### Provided data

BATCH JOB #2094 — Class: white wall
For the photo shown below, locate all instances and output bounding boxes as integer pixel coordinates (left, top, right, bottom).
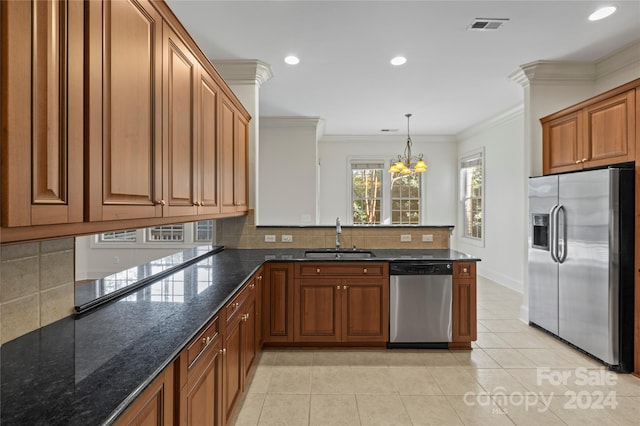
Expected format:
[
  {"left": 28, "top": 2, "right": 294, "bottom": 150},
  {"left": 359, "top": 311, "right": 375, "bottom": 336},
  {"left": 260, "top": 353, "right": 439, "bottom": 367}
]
[
  {"left": 318, "top": 135, "right": 458, "bottom": 225},
  {"left": 454, "top": 106, "right": 526, "bottom": 292},
  {"left": 256, "top": 117, "right": 320, "bottom": 225}
]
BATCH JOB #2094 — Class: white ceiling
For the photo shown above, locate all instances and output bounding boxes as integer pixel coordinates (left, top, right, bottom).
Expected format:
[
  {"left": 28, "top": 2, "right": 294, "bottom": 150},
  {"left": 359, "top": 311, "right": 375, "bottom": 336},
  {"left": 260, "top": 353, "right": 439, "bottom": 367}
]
[{"left": 167, "top": 0, "right": 640, "bottom": 135}]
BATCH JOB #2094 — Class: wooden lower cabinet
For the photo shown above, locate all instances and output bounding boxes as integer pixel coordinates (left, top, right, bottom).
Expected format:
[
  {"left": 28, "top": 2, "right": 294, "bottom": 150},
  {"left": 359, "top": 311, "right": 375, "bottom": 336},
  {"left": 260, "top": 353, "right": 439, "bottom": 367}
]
[
  {"left": 449, "top": 262, "right": 477, "bottom": 349},
  {"left": 115, "top": 364, "right": 174, "bottom": 426},
  {"left": 262, "top": 262, "right": 294, "bottom": 343},
  {"left": 293, "top": 262, "right": 389, "bottom": 344}
]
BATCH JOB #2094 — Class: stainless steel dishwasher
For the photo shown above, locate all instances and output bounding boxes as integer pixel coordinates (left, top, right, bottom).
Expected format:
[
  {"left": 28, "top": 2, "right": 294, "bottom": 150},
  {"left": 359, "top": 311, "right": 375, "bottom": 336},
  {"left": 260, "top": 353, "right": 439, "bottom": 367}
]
[{"left": 387, "top": 260, "right": 453, "bottom": 348}]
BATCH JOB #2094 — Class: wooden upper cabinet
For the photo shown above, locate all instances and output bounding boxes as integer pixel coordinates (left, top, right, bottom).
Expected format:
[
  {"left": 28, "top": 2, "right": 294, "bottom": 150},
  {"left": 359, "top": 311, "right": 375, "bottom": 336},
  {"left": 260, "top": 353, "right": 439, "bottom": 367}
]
[
  {"left": 581, "top": 90, "right": 636, "bottom": 167},
  {"left": 195, "top": 68, "right": 220, "bottom": 214},
  {"left": 85, "top": 0, "right": 165, "bottom": 221},
  {"left": 542, "top": 111, "right": 583, "bottom": 174},
  {"left": 540, "top": 80, "right": 640, "bottom": 174},
  {"left": 0, "top": 0, "right": 84, "bottom": 227},
  {"left": 220, "top": 97, "right": 249, "bottom": 213},
  {"left": 162, "top": 23, "right": 198, "bottom": 216}
]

######

Exercise goal: Which lines in the items above contain the string "Class"? Identify each one and copy it in full.

In response:
BATCH JOB #2094 — Class: white wall
BATCH JOB #2094 — Class: white ceiling
BATCH JOB #2094 — Class: wooden lower cabinet
BATCH JOB #2094 — Class: stainless steel dishwasher
BATCH JOB #2094 — Class: wooden upper cabinet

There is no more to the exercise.